# Task to carry out
According to the dissertation abstract below, why did the study use propensity score matching to analyze the three campus connection programs?

# Supplied passage
Degree Type

Dissertation

Date of Award

2012

Degree Name

Doctor of Philosophy

Department

Educational Leadership and Policy Studies

First Advisor

Larry H. Ebbers

Abstract

Previous research has shown that participation in programs designed to connect students to campus can increase student success and retention. However, very little of this research has controlled for selections bias. The purpose of this study was to use propensity score matching to control for selection bias while analyzing three campus connection programs for their relationship to academic performance, measured by GPA after the first and second year and measured by retention to the second and third year. The campus connection programs analyzed were membership in a Greek organization, participation in a learning community, and enrollment in an academic skills course.

Data for this study were gathered from a land-grant institution in the Midwest. Participants were first-year students directly from high school in the first-year cohort of 2004, 2005, 2006, and 2007. Propensity score matching was done using background variables including measures of academic ability, financial aid information, and college in which the student's academic major is housed. After propensity score matching was completed, the background variables were again included as control variables in calculating least-squared and logit regression for the analysis.

Results showed measurable differences in the success and retention rates due to the campus connection programs. Results indicated that membership in a Greek organization had a positive impact on retention to the second and third year, but no statistically significant relationship to GPA after the first or second year. Participation in a learning community showed modest gains in GPA after the first and second year and similarly modest gains in retention to the second and third year. Finally, enrollment in an academic skills course had a modest, negative relationship to GPA after the first and second year and no statistically significant relationship to retention to the second and third year. These mixed results demonstrate the complex effects of campus connection programs.

Stored items from a collection:
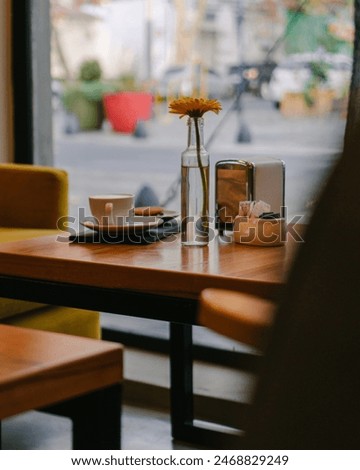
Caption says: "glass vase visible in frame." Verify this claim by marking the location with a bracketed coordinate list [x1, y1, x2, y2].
[181, 117, 209, 246]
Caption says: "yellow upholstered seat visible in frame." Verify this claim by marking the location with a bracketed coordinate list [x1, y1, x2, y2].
[0, 164, 100, 338]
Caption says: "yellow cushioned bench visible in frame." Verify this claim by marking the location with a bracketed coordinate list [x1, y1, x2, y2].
[0, 164, 100, 338]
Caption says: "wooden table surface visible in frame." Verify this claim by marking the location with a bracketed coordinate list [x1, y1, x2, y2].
[0, 325, 122, 419]
[0, 231, 299, 299]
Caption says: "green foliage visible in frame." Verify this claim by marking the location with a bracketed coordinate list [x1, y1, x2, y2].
[79, 59, 102, 82]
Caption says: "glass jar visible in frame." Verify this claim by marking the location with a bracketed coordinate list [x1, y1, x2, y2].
[181, 118, 209, 246]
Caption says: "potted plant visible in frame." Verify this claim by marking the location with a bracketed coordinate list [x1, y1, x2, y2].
[103, 74, 153, 134]
[62, 60, 112, 130]
[281, 61, 334, 116]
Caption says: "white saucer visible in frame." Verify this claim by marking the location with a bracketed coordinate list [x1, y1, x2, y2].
[80, 216, 163, 233]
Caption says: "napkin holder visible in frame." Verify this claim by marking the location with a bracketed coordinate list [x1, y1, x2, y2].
[215, 157, 285, 232]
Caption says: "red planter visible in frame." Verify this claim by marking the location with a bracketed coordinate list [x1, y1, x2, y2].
[104, 91, 153, 134]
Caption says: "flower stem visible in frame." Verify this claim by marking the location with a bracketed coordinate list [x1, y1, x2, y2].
[194, 117, 208, 223]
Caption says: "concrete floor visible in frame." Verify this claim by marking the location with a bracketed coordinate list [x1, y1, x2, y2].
[2, 405, 207, 450]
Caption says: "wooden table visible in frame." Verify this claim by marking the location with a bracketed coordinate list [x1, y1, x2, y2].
[0, 325, 122, 450]
[0, 230, 299, 448]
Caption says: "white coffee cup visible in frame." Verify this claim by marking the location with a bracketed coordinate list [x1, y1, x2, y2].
[89, 194, 135, 225]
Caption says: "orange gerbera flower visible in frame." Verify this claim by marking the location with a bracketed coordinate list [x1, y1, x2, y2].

# Answer
It was used to control for selection bias. The abstract notes that very little of the earlier research linking these programs to student success and retention had controlled for that bias.